What would happen if your Doctor prescribed recreation instead of medication the next time you went in for a physical? That is precisely what Seattle Parks and Recreation’s Lifelong Recreation Program is anticipating will happen. At the recent American Society of Aging national conference in Chicago, Illinois, Lifelong Recreation staff members were invited to present Bridging the Gap Between Recreation and Healthcare to more than fifty leaders working with the aging population across the U.S.
Lifelong Recreation Manager, Brenda Kramer said: “Recreation needs to have a voice in the story of disease prevention and healing. Research shows that staying active with fitness, arts and learning produces health benefits including disease prevention, improved mental capacity and increased well-being. When medical professionals give prescriptions for recreation and activity, medical costs decrease and we all benefit.”
Lifelong Recreation currently partners with healthcare-based programs across the Northwest. Pedaling for Parkinson’s, a University of Washington Outdoors for All program, led by Certified Therapeutic Recreation Specialists, offers eight weeks of free exercise with a medical referral. Enhance Fitness, a program developed by Senior Services of Seattle and offered in Lifelong Recreation Community Centers across the city, partners with the University of Washington and Kaiser Permanente to offer state-of-the-art community health programs for older adults. Studies have shown a 72% decrease in hospital days, 35% decrease in use of psychoactive drugs and 11% decrease in depressive symptoms for participants as well as 35% improvement in physical function. (source: http://www.projectenhance.org/)

+ + + + + + +

*What to work on:*
1. In the article on recreation and healthcare, how many weeks of free exercise does Pedaling for Parkinson's offer with a medical referral?
2. Write out the part of the article on recreation and healthcare starting at "What would happen" and ending at "across the U.S.".
3. Pick up the article on recreation and healthcare after its last sentence and continue it.

+ + + + + + +

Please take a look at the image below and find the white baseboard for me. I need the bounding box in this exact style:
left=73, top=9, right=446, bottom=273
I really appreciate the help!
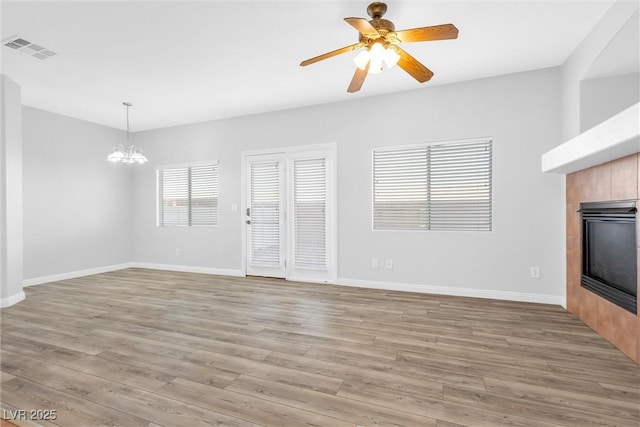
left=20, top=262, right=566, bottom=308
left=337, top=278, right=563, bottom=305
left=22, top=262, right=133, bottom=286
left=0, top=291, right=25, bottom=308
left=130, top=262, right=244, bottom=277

+ + + + + + +

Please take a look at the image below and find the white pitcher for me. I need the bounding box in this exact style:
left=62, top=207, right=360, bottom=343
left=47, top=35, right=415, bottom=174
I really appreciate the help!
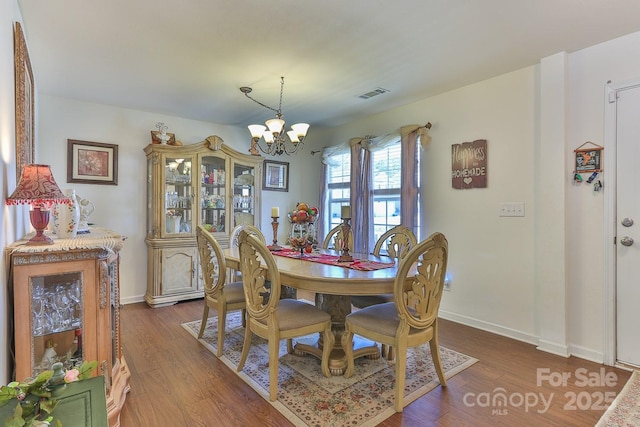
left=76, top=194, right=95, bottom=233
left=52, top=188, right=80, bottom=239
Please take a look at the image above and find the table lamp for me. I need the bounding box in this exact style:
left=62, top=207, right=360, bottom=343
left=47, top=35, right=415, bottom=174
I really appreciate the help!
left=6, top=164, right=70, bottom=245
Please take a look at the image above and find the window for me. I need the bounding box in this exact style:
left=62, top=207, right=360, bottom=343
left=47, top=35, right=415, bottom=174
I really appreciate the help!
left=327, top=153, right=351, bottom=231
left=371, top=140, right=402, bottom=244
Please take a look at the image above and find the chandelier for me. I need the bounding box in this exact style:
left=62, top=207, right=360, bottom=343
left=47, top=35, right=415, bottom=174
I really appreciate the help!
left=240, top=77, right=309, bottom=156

+ + + + + + +

*Your responses:*
1. Eight weeks.

2.
What would happen if your Doctor prescribed recreation instead of medication the next time you went in for a physical? That is precisely what Seattle Parks and Recreation’s Lifelong Recreation Program is anticipating will happen. At the recent American Society of Aging national conference in Chicago, Illinois, Lifelong Recreation staff members were invited to present Bridging the Gap Between Recreation and Healthcare to more than fifty leaders working with the aging population across the U.S.

3.
“Lifelong Recreation is also well known for offering Dementia Friendly, Outdoors, Arts, Fitness, Adventure and Social opportunities for people ages 50+ throughout Seattle,” said Kramer. “We were honored to be given the opportunity to share about bridging the gap between recreation and healthcare at the ASA conference. As the need continues to have evidence-based programs in recreation, the importance of partnering with medical professionals becomes increasingly significant. We hear frequent testimonials from Lifelong Recreation attendees who are experiencing better health, more active lifestyles and social benefits from classes. This is good news for both the medical community and for the recreational programs we offer.”